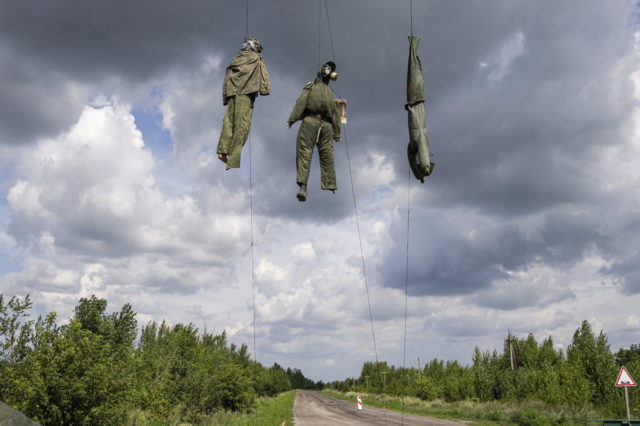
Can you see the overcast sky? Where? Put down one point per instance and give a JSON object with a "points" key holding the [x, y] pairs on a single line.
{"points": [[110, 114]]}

***

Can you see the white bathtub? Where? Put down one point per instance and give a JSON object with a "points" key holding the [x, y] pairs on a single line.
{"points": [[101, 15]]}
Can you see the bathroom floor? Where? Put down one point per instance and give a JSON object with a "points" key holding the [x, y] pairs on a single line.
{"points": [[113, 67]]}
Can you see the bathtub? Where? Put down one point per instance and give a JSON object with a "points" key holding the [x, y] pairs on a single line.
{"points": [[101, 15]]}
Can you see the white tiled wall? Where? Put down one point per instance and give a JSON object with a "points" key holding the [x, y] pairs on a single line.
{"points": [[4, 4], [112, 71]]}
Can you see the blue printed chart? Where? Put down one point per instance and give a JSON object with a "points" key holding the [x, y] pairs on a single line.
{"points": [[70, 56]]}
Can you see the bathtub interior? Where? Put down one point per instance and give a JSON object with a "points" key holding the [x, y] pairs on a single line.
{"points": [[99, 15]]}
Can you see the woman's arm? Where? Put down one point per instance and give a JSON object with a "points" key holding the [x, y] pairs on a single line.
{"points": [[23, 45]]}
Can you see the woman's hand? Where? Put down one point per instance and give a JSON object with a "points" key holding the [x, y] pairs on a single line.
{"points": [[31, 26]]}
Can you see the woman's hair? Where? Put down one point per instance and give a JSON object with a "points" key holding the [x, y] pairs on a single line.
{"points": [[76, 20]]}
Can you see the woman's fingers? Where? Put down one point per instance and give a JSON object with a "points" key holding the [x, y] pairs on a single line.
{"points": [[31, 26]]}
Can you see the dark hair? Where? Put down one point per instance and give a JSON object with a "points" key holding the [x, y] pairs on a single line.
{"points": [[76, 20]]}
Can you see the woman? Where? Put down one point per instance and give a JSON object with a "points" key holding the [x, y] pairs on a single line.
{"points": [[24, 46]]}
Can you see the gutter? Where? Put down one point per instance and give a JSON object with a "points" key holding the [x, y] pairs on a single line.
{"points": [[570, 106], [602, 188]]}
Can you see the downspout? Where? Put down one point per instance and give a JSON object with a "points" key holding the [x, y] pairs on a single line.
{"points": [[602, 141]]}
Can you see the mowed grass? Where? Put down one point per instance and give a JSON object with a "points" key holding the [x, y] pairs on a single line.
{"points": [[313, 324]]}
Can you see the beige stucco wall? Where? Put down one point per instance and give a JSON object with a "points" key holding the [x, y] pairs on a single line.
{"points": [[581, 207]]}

***

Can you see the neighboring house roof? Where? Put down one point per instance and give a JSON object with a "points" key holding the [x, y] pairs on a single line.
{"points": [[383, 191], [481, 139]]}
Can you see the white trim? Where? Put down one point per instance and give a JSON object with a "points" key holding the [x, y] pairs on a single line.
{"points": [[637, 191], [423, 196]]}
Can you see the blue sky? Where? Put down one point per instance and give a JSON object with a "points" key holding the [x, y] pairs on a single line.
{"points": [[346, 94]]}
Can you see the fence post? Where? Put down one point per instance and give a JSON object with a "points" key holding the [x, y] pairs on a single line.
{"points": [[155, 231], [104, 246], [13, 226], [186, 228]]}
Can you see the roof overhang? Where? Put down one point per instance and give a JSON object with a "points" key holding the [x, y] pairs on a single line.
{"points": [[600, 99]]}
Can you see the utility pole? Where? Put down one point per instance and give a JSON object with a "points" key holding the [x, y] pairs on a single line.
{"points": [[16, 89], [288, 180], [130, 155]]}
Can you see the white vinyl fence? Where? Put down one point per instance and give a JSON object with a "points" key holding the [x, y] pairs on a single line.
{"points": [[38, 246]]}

***

Count the lines in the items above that contain the string "bathtub". Reply with the number alone.

[Result of this task]:
3